▶ [Consigne de travail] Recopiez sans rien changer le passage de l'extrait de page qui va de « Du sommet de » jusqu'à « à leur service! ».

▶ [Extrait de page]
%%

Un pépé de Touraine La France, surtout dans le

Un pépé de Touraine

 

La France, surtout dans le Centre, connaissait une pénurie en essence dans un contexte social agité par la réforme des retraites du gouvernement Sarkozy menée par son inébranlable et glacial premier ministre : Fillon. Je n’ai jamais pu voir son air sérieux sans déplorer que le point de vue comptable l’emporte sur l’intelligence du cœur. Quelle méprise quand statistiques, marchés, tableaux, chiffres ou courbes prennent le dessus sur le nécessaire idéal et la connaissance humaine !

Du sommet de l’Etat on ne cessait donc d’expliquer à la population que vouloir cesser le travail à l’âge de soixante ans relevait d’une utopie coupable qui acculerait les jeunes générations à des charges insupportables , priverait le Pays de l’expérience des seniors, ferait de vous un parasite dont l’inactivité nuirait gravement à la santé et aboutirait à une faillite générale. Qu’on se le tienne pour dit, prendre sa retraite trop tôt c’était acculer la nation à ne plus pouvoir payer les pensions ou passer pour un nabab honteux avec ses privilèges. On rappelait également l’obligation d’un alignement sur l’Europe, et le spectre de la mondialisation.

Il va sans dire que je ne partageais pas ces arguments qui faisaient faussement appel à l’Economie et pire encore à la raison, à la morale dont s’emparent souvent les gens de pouvoir dans le seul but de les mettre à leur service!

J’étais alors en Touraine du sud, dans le bourg de Preuilly sur Claise où se tenait deux fois la semaine un petit marché local sur une des places. Celle -ci était en triangle bordée de commerces et de façades couvertes de vigne vierge dont le rouge automnal s’accordait merveilleusement aux toits. Tous ces débats au fond de cette province semblaient fort lointains. La plupart des habitants dans une région désertée, sans autre travail que les gigantesques exploitations d’agriculture intensive voisinant avec quelques paysans subsistant en autarcie avec quatre noyers, trois pommiers, un carré de châtaigniers et quelques chèvres, étaient des vieux (parfois très vieux) tellement pauvres qu’ils n’avaient jamais compté que sur eux mêmes, leur endurance pour traverser la vie et la finir sans avoir jamais cessé de trimer.

%%

▶ [Entrées de données enregistrées]
%%

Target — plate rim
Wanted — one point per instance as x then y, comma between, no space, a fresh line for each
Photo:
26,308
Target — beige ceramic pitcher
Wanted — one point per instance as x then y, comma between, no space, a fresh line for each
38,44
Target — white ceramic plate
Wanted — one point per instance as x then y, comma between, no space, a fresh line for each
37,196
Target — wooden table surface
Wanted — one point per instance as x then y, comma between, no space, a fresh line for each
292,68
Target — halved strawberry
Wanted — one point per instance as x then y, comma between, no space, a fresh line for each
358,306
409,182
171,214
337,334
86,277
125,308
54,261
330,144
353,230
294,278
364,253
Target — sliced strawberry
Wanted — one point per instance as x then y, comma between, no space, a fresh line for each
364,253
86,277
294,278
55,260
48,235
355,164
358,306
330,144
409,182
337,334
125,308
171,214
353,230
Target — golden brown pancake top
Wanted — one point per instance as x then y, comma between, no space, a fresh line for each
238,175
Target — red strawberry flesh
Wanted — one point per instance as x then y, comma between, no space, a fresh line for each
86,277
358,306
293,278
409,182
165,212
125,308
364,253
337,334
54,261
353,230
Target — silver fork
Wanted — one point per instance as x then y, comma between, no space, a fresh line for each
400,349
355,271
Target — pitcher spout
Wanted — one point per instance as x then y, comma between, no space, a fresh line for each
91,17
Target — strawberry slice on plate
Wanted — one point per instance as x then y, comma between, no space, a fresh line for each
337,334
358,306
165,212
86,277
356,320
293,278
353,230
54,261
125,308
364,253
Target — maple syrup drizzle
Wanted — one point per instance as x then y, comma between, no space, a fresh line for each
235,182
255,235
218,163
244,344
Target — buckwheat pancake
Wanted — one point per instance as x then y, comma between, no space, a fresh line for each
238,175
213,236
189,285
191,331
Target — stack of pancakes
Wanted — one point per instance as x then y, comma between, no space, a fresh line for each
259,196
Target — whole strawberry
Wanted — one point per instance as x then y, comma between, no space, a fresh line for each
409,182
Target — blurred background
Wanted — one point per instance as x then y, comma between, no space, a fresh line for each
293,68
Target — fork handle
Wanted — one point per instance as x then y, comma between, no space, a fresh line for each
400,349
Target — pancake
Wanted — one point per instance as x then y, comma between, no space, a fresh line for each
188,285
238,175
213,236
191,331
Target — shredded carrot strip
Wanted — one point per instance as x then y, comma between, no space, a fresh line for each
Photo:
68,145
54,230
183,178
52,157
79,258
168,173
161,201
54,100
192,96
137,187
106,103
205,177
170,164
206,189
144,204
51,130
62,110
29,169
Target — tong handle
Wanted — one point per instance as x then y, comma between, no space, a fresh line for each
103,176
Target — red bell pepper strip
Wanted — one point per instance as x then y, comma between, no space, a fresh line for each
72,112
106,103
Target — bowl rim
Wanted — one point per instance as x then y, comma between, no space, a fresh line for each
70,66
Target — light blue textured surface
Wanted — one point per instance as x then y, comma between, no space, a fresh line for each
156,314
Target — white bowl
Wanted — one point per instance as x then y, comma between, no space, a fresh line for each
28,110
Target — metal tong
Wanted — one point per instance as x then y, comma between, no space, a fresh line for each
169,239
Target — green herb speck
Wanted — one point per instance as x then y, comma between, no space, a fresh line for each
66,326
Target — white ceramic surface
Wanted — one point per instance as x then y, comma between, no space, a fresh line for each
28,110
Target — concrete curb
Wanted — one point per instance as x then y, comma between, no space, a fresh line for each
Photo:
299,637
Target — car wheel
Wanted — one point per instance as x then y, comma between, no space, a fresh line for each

%%

▶ [Résultat]
Du sommet de l’Etat on ne cessait donc d’expliquer à la population que vouloir cesser le travail à l’âge de soixante ans relevait d’une utopie coupable qui acculerait les jeunes générations à des charges insupportables , priverait le Pays de l’expérience des seniors, ferait de vous un parasite dont l’inactivité nuirait gravement à la santé et aboutirait à une faillite générale. Qu’on se le tienne pour dit, prendre sa retraite trop tôt c’était acculer la nation à ne plus pouvoir payer les pensions ou passer pour un nabab honteux avec ses privilèges. On rappelait également l’obligation d’un alignement sur l’Europe, et le spectre de la mondialisation.

Il va sans dire que je ne partageais pas ces arguments qui faisaient faussement appel à l’Economie et pire encore à la raison, à la morale dont s’emparent souvent les gens de pouvoir dans le seul but de les mettre à leur service!